Stored data entries:
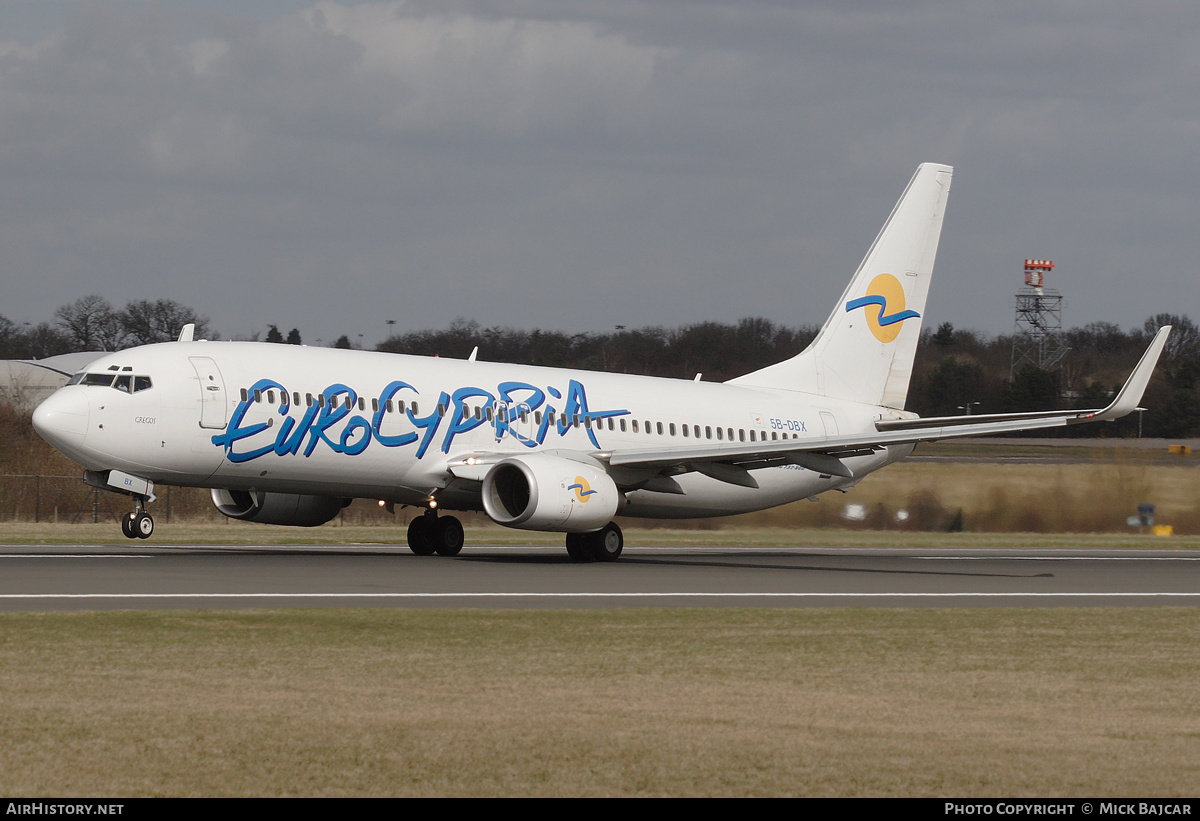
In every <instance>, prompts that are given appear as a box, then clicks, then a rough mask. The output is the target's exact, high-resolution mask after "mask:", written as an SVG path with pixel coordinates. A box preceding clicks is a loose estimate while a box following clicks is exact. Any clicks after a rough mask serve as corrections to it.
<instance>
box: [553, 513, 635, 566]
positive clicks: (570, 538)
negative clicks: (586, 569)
mask: <svg viewBox="0 0 1200 821" xmlns="http://www.w3.org/2000/svg"><path fill="white" fill-rule="evenodd" d="M624 547H625V537H624V534H622V532H620V528H619V527H617V522H608V523H607V525H605V526H604V527H602V528H600V529H599V531H595V532H593V533H568V534H566V555H568V556H570V557H571V558H572V559H575V561H576V562H592V561H595V562H616V561H617V559H618V558H620V552H622V551H623V550H624Z"/></svg>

WHAT THE TASK ASKS: Pictures stay out; copy every entry above exactly.

SOLUTION TO THIS TASK:
In every <instance>, prompts that are given appear as a box, then clicks, then a rough mask. The output is the target's exact, high-resolution mask after "mask:", written as an SVG path with pixel coordinates. A box preceding clicks is a loose estimate while a box following clicks is exact. Any clicks after a rough mask serve as corrections to it.
<instance>
box: [553, 513, 635, 566]
positive clicks: (570, 538)
negative clicks: (586, 569)
mask: <svg viewBox="0 0 1200 821" xmlns="http://www.w3.org/2000/svg"><path fill="white" fill-rule="evenodd" d="M624 547H625V537H624V534H622V532H620V528H619V527H617V522H608V523H607V525H605V526H604V527H602V528H600V529H599V531H595V532H593V533H568V534H566V555H568V556H570V557H571V558H572V559H575V561H576V562H592V561H595V562H616V561H617V559H618V558H620V552H622V551H623V550H624Z"/></svg>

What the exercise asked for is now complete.